What the exercise asks
Reproduce all the records below in full, requests included, and rescale every polygon coordinate in the answers by multiplying it by 1.85 and rounding to a whole number, with halves rounded up. Leave the numbers in the requests and their format descriptions unchanged.

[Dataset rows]
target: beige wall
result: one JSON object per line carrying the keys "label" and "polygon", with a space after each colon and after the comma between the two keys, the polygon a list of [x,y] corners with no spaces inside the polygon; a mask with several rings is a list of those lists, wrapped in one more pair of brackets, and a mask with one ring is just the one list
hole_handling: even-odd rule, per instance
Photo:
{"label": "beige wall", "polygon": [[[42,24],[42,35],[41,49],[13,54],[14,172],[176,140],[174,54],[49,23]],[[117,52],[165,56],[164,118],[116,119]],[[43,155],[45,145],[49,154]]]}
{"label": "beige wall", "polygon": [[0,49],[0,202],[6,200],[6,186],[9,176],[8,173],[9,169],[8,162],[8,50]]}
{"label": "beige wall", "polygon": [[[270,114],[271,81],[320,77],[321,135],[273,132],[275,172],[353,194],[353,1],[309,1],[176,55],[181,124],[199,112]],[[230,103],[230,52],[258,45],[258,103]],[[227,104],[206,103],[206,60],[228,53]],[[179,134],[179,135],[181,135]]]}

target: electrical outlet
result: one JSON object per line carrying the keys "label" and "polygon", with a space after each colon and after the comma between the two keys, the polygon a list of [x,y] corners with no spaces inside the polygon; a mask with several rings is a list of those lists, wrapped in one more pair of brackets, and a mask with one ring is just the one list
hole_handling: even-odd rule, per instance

Task response
target: beige wall
result: one JSON object per line carrying the keys "label" and "polygon", with a space after each colon and after the comma between the two keys, the polygon a list of [x,y] corners with no spaces inside the polygon; a mask with several rings is a list of those lists, wrapped in one more pair of brackets, and a mask with one ring is just the one list
hole_handling: even-odd rule, per instance
Photo:
{"label": "beige wall", "polygon": [[[78,44],[78,65],[76,91],[24,100],[26,318],[326,259],[322,100],[91,43]],[[216,96],[305,104],[303,218],[215,220]],[[80,287],[83,268],[91,285]]]}
{"label": "beige wall", "polygon": [[0,91],[0,374],[11,370],[11,344],[17,326],[15,320],[17,313],[15,300],[15,93]]}
{"label": "beige wall", "polygon": [[[500,211],[501,150],[592,142],[594,250],[505,244],[509,318],[653,359],[653,2],[572,2],[326,102],[335,229],[368,207]],[[426,191],[426,96],[477,83],[477,191]],[[420,192],[381,191],[381,111],[422,98]],[[331,248],[331,250],[335,250]]]}

target: electrical outlet
result: one JSON object per line carrying the keys "label" and "polygon", with a space after each colon and after the comma between the two keys, the polygon a list of [x,y] corners with no spaces inside the polygon; a mask with several rings is a list of those lists, wrapped in one more pair of brackets, and a mask with one ring is just the one list
hole_handling: even-odd rule, per instance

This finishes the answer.